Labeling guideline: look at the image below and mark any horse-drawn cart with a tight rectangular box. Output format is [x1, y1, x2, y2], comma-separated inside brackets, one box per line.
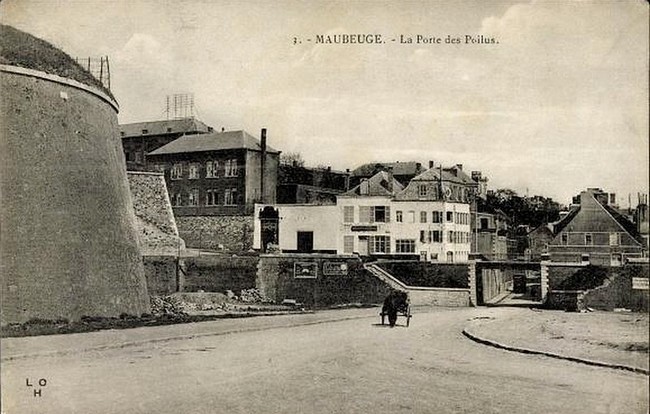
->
[379, 290, 412, 327]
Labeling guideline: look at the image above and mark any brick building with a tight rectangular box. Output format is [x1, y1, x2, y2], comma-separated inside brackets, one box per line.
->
[147, 129, 280, 251]
[119, 118, 212, 171]
[254, 164, 475, 263]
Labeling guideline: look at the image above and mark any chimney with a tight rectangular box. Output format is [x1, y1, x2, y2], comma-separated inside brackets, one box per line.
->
[345, 168, 350, 191]
[359, 178, 368, 195]
[386, 167, 393, 193]
[260, 128, 266, 203]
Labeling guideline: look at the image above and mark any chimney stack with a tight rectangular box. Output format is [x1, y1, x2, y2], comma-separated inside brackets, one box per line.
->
[260, 128, 266, 203]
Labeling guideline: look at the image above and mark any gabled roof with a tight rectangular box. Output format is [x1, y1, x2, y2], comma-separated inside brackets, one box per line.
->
[554, 206, 580, 235]
[555, 194, 643, 243]
[350, 161, 422, 177]
[148, 131, 279, 155]
[341, 171, 404, 197]
[120, 118, 212, 138]
[412, 166, 476, 185]
[601, 203, 643, 243]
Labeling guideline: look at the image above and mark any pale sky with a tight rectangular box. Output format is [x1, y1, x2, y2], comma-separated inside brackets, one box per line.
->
[0, 0, 649, 207]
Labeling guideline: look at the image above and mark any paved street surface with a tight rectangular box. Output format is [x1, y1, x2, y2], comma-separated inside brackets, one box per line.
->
[2, 308, 648, 414]
[466, 307, 650, 370]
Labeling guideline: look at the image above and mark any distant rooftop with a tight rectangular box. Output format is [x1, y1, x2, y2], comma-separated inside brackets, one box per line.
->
[351, 161, 422, 177]
[119, 118, 212, 138]
[341, 171, 404, 197]
[413, 165, 476, 184]
[148, 131, 280, 155]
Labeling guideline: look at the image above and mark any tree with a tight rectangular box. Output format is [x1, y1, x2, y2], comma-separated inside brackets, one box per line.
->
[280, 152, 305, 167]
[485, 189, 562, 227]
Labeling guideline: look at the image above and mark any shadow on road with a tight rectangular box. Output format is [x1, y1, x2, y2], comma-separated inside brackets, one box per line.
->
[371, 323, 407, 328]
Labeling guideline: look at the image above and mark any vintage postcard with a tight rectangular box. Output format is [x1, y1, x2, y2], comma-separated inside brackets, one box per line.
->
[0, 0, 650, 414]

• [Problem statement] Can you put the material above into a Markdown table with two columns, Row and Line, numbering each line and skipping blank lines? Leave the pictures out.

• [The completed task]
| Row | Line |
|---|---|
| 1 | Labeling guideline: look at the image below and mark any horse-drawn cart with a tight rectangular box. Output format is [x1, y1, x2, y2], comma-separated inside brackets, one box per line. |
| 2 | -> |
| 3 | [379, 290, 412, 327] |
| 4 | Labeling guideline: look at the image above and mark any brick building with a tight rectangular box. Output format is [x1, y1, x2, y2], comma-separated inside brackets, one box per line. |
| 5 | -> |
| 6 | [147, 129, 280, 251] |
| 7 | [119, 118, 212, 171] |
| 8 | [254, 164, 475, 263] |
| 9 | Labeling guideline: look at the image above and mark any chimney with a tight rectangular box. Output format is [x1, y1, x2, y2], comma-separated inside brackets, one box per line. |
| 10 | -> |
| 11 | [345, 168, 350, 191] |
| 12 | [359, 178, 368, 195] |
| 13 | [386, 167, 393, 193] |
| 14 | [260, 128, 266, 203] |
| 15 | Labeling guideline: look at the image above and mark any chimney stack with a tight rectangular box. Output format is [x1, y1, x2, y2], comma-separated inside brackets, one box per line. |
| 16 | -> |
| 17 | [260, 128, 266, 203] |
| 18 | Labeling guideline: look at the image above and mark any gabled roof with a tight rectangular box. Output format is [x1, y1, x2, y2], comma-separated inside brackets, one box per line. |
| 19 | -> |
| 20 | [554, 206, 580, 235] |
| 21 | [555, 194, 643, 243] |
| 22 | [350, 161, 422, 177] |
| 23 | [148, 131, 279, 155] |
| 24 | [341, 171, 404, 197] |
| 25 | [120, 118, 212, 138] |
| 26 | [412, 166, 476, 185] |
| 27 | [601, 203, 643, 243] |
| 28 | Labeling guideline: look at the image above and mark any pale sky with a tight rectangular box. Output format is [x1, y1, x2, y2], comma-separated inside brackets, one box per line. |
| 29 | -> |
| 30 | [0, 0, 649, 207] |
| 31 | Labeling guideline: look at the image above and mark any paved street surface with a tight rectangular box. Output format is [x1, y1, x2, y2], comma-separated inside brackets, one box per line. |
| 32 | -> |
| 33 | [2, 308, 648, 414] |
| 34 | [466, 307, 650, 370] |
| 35 | Labeling guideline: look at the image above and mark any distant rooftop with a tight rectangular box. Output format is [x1, y1, x2, y2], comma-separated inside brackets, one box per line. |
| 36 | -> |
| 37 | [351, 161, 422, 177] |
| 38 | [119, 118, 212, 138] |
| 39 | [341, 171, 404, 197] |
| 40 | [413, 165, 476, 184] |
| 41 | [148, 131, 280, 155] |
| 42 | Labeling guideline: look at the image above and mark any tree with a tight rectangular box. Output format is [x1, y1, x2, y2], comma-separated inside brackets, one box per line. |
| 43 | -> |
| 44 | [280, 152, 305, 167] |
| 45 | [485, 189, 562, 227] |
| 46 | Labeling guideline: look at the image above and mark any shadow on road with a tight rectangular box. Output format is [x1, y1, x2, y2], comma-separated inside brackets, one box per line. |
| 47 | -> |
| 48 | [371, 323, 407, 328] |
| 49 | Labeling guideline: look at the image above and mark any vintage postcard with a tight rectangular box. Output format is [x1, y1, x2, y2], comma-separated inside brackets, one box per line. |
| 50 | -> |
| 51 | [0, 0, 650, 414] |